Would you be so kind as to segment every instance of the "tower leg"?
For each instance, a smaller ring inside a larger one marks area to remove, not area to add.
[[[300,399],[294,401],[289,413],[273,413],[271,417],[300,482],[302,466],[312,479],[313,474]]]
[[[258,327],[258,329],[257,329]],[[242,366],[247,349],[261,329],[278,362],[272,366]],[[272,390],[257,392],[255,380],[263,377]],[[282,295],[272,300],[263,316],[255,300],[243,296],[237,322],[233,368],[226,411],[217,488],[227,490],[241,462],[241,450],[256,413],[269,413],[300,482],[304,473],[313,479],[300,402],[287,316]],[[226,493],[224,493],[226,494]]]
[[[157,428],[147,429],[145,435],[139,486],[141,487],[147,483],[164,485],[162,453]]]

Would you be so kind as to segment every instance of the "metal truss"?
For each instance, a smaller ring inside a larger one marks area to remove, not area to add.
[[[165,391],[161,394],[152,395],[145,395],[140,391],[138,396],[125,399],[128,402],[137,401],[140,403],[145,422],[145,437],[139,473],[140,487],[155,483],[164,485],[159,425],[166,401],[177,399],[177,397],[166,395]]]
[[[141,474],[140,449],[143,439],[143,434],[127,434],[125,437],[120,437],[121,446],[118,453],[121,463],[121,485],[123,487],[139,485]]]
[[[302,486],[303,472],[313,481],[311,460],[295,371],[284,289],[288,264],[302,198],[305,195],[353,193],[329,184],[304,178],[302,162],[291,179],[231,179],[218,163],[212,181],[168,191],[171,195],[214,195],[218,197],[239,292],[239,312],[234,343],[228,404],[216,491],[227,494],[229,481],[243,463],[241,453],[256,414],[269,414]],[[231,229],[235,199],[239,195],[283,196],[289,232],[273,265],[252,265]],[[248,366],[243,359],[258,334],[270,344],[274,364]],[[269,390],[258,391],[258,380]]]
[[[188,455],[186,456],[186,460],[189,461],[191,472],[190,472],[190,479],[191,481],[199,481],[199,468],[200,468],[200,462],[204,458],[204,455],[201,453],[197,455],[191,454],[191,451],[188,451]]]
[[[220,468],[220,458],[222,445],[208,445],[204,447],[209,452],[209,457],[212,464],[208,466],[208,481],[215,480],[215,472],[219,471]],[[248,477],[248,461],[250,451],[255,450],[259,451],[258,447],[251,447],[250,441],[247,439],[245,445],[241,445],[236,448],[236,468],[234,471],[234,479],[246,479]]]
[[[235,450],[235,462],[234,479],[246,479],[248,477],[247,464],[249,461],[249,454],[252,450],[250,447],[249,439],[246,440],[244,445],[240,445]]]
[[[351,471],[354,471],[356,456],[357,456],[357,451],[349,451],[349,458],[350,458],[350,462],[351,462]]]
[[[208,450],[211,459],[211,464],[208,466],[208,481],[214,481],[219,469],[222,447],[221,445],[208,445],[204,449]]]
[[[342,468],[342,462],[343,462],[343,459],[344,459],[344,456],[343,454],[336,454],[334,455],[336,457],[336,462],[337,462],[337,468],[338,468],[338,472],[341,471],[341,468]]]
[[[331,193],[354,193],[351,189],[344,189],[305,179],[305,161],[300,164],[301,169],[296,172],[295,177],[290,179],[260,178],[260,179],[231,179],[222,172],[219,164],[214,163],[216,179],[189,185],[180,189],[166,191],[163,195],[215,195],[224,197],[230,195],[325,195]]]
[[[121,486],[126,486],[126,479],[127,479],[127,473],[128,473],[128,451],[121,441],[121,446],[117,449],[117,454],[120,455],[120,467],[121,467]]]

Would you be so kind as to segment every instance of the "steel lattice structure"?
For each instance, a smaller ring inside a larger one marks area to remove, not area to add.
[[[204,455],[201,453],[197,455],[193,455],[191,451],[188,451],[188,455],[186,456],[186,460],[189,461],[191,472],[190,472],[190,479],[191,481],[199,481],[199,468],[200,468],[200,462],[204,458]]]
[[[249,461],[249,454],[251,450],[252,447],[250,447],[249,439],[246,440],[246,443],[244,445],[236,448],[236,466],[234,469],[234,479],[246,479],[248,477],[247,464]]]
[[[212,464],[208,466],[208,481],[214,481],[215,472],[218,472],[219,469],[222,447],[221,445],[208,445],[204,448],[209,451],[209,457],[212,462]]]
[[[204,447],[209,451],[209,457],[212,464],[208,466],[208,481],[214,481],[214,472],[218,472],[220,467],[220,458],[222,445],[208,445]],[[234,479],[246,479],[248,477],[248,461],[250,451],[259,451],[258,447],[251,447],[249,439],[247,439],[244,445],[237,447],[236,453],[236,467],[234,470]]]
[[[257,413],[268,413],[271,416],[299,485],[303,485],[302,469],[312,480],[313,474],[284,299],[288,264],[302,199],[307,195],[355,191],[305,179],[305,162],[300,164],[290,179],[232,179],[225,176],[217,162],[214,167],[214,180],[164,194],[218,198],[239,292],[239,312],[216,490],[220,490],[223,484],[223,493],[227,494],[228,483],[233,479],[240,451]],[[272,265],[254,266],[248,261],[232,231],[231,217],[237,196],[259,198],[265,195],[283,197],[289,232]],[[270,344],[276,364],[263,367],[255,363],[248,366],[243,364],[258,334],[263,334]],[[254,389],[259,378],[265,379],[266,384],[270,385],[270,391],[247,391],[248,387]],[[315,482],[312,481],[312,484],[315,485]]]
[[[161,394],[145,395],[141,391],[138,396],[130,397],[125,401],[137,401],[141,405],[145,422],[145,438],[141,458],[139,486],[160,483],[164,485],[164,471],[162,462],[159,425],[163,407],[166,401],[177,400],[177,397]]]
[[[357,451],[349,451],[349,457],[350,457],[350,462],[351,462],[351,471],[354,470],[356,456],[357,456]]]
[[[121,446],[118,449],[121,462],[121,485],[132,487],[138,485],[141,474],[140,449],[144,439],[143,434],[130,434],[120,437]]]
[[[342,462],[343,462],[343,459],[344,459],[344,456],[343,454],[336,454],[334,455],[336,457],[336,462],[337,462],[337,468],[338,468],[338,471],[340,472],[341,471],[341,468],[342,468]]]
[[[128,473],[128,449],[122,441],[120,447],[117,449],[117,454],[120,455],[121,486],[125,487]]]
++++++++
> **WHAT IS NEEDED**: Report the count of lines in the entries that contain the string "kind", and nothing besides it.

> **FINISHED EXERCISE**: 3